*Consigne*: Recopiez mot pour mot le passage du texte sur la vidéo de Rist, à partir des mots « Elle apparente la » et jusqu'à « d’ordinaire à l’écran[43]. » inclus.

╭─ Bloc de texte

Elle apparente la vidéo à un clip musical, bien que les images soient dans leur contenu en désaccord total avec celles que nous avons l’habitude d’y voir. P. Rist provoque ainsi l’imagerie télévisuelle des clips en copiant leur structure, leur esthétique, tout en y introduisant une image du corps féminin fort éloignée de celles des danseuses et des corps séducteurs qui sont d’ordinaire à l’écran[43].
Les codes du clip sont repris, mais détournés, les images étant aux antipodes de celles qui figuraient dans les clips vidéo de l’époque[44]. La vidéo de Rist met à mal les canons de beauté féminins véhiculés par les clips et plus largement par les médias, en montrant un corps à l’opposé des corps harmonieux et attirants des chanteuses populaires. Au contraire, son dispositif fait apparaître son corps comme déformé et étiré. Elle utilise des points de vue originaux afin de donner aux spectateurs une nouvelle vision du corps féminin et des menstruations. Son corps reste cependant filmé avec sensualité, « piégeant les regards en prenant en compte leurs désirs tout en les acculant à des images du corps habituellement refoulées hors des sphères de vision[45] ». Même filmé dans sa crudité, ce corps est sublimé par la mise en scène. Il apparaît d’abord dans une forêt lui servant d’écrin, habillé de pierres colorées puis flottant dans l’espace.

╰─
╭─ Données fournies

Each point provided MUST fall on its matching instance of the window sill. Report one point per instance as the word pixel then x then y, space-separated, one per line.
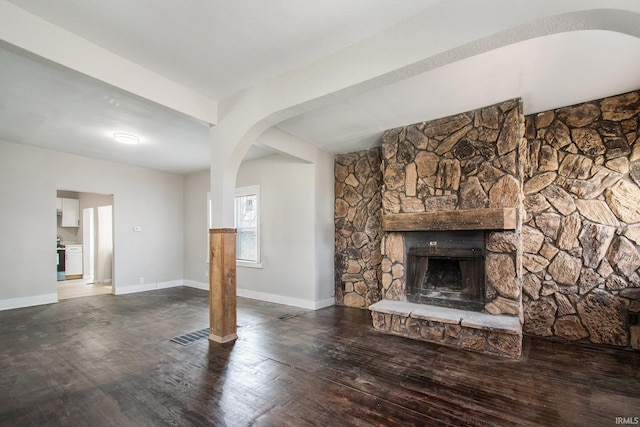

╰─

*Réponse rédigée*:
Elle apparente la vidéo à un clip musical, bien que les images soient dans leur contenu en désaccord total avec celles que nous avons l’habitude d’y voir. P. Rist provoque ainsi l’imagerie télévisuelle des clips en copiant leur structure, leur esthétique, tout en y introduisant une image du corps féminin fort éloignée de celles des danseuses et des corps séducteurs qui sont d’ordinaire à l’écran[43].